(Exercise):
Rewrite every one of the records below, replacing "place a point on" with "mark a point on" wherever it occurs and leaving all other text unchanged.

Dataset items

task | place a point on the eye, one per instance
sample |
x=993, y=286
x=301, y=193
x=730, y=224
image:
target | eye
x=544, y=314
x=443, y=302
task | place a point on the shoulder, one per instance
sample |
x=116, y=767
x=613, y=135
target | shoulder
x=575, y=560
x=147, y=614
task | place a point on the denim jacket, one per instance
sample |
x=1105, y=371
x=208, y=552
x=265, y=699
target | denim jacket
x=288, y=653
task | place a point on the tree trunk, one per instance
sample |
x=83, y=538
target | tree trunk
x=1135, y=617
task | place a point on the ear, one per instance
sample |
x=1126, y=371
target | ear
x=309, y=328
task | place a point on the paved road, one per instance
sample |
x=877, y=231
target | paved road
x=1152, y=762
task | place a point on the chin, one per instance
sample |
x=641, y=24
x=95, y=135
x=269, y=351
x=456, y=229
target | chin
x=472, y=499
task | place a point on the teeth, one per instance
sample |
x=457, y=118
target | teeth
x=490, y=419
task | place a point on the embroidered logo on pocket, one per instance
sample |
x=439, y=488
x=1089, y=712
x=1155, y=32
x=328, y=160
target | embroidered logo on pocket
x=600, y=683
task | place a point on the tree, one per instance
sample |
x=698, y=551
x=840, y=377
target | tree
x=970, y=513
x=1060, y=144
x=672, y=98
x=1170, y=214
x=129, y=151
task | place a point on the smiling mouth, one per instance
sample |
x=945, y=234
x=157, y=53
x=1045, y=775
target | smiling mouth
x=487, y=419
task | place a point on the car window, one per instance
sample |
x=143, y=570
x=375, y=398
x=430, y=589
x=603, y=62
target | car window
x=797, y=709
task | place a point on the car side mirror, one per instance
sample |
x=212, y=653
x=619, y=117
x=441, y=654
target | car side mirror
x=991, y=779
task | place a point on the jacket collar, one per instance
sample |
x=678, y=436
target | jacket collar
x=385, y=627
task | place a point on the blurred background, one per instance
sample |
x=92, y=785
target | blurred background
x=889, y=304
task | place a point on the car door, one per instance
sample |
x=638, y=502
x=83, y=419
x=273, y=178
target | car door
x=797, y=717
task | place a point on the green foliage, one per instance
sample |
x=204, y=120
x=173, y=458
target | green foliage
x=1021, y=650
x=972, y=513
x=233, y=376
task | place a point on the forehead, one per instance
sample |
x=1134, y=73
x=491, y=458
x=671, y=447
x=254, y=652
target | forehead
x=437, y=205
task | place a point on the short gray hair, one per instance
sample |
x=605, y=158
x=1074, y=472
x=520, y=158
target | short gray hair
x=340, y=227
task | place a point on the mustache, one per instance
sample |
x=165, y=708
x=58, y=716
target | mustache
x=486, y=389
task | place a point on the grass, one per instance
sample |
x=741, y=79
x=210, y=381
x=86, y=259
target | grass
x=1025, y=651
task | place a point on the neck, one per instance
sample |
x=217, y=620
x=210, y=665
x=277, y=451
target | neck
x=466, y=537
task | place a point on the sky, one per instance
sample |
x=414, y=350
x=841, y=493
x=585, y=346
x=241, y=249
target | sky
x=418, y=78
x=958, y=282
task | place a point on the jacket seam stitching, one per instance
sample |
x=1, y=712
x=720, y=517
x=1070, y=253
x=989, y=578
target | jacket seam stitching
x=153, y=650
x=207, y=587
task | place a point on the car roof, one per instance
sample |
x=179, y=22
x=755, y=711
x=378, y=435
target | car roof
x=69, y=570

(Answer to the task):
task | mark a point on the eye, one per instance
sample |
x=993, y=286
x=301, y=193
x=730, y=224
image:
target | eye
x=544, y=314
x=443, y=302
task | mark a point on the shoulder, one per instance
sample |
x=116, y=767
x=613, y=135
target | shoulder
x=575, y=560
x=147, y=614
task | mark a point on the denim jacket, one per instance
sample |
x=1105, y=371
x=208, y=552
x=265, y=699
target | denim jacket
x=288, y=653
task | mark a point on the tree trunk, one per instance
sample |
x=83, y=538
target | tree trunk
x=1135, y=617
task | mark a point on the ear, one per instance
sample |
x=1126, y=371
target | ear
x=309, y=328
task | mark a point on the paved road, one per instance
sample |
x=877, y=231
target | paved road
x=1152, y=762
task | mark a point on the chin, one per instance
sample |
x=641, y=24
x=95, y=135
x=269, y=351
x=456, y=229
target | chin
x=472, y=499
task | mark a point on the teeth, one per instance
sample |
x=457, y=118
target | teeth
x=490, y=419
task | mark a point on the embroidered logo on pocket, one per instance
sample |
x=439, y=488
x=1089, y=712
x=1155, y=32
x=328, y=160
target | embroidered logo on pocket
x=600, y=683
task | mark a point on the tree, one per instance
sample |
x=698, y=551
x=840, y=377
target | tree
x=970, y=513
x=1060, y=144
x=672, y=98
x=1170, y=214
x=129, y=151
task | mark a point on the smiling mouth, one per instance
sample |
x=945, y=234
x=157, y=53
x=1045, y=775
target | smiling mouth
x=487, y=419
task | mark a point on the car window, one per instance
sample |
x=143, y=570
x=375, y=398
x=430, y=589
x=603, y=62
target | car window
x=797, y=709
task | mark a point on the car side mirror, one per instance
sample |
x=212, y=653
x=619, y=117
x=441, y=654
target | car side mirror
x=991, y=779
task | mark a point on the jacket collar, one per instance
sample |
x=678, y=436
target | jacket collar
x=385, y=627
task | mark a point on the blurred background, one per instance
sample |
x=92, y=785
target | blurred background
x=889, y=304
task | mark a point on the car door, one per instance
sample |
x=638, y=502
x=83, y=419
x=273, y=178
target | car door
x=797, y=717
task | mark a point on the green foliage, one per instance
sample |
x=204, y=120
x=173, y=458
target | green foliage
x=1021, y=650
x=972, y=513
x=233, y=376
task | mark a point on the forehead, one per instance
sample |
x=1134, y=73
x=491, y=458
x=671, y=447
x=254, y=652
target | forehead
x=437, y=205
task | mark a point on the short gray hair, one per instance
sample |
x=605, y=158
x=1074, y=472
x=520, y=158
target | short gray hair
x=340, y=227
task | mark a point on the mustache, one per instance
sample |
x=165, y=708
x=58, y=716
target | mustache
x=486, y=389
task | mark a point on the grass, one per instance
sample |
x=741, y=79
x=210, y=381
x=86, y=259
target | grass
x=1025, y=651
task | mark a point on the neck, one per instance
sample |
x=217, y=620
x=210, y=665
x=277, y=451
target | neck
x=466, y=537
task | mark a point on the sky, one per instance
sample |
x=414, y=350
x=841, y=493
x=585, y=346
x=241, y=249
target | sky
x=418, y=78
x=958, y=282
task | mark a point on the jacket seam stitching, one per instance
sample |
x=1, y=712
x=720, y=517
x=1070, y=253
x=989, y=578
target | jacket seam stitching
x=153, y=650
x=207, y=587
task | mark a point on the car roof, one per instance
sample |
x=179, y=22
x=755, y=711
x=378, y=435
target | car roof
x=69, y=570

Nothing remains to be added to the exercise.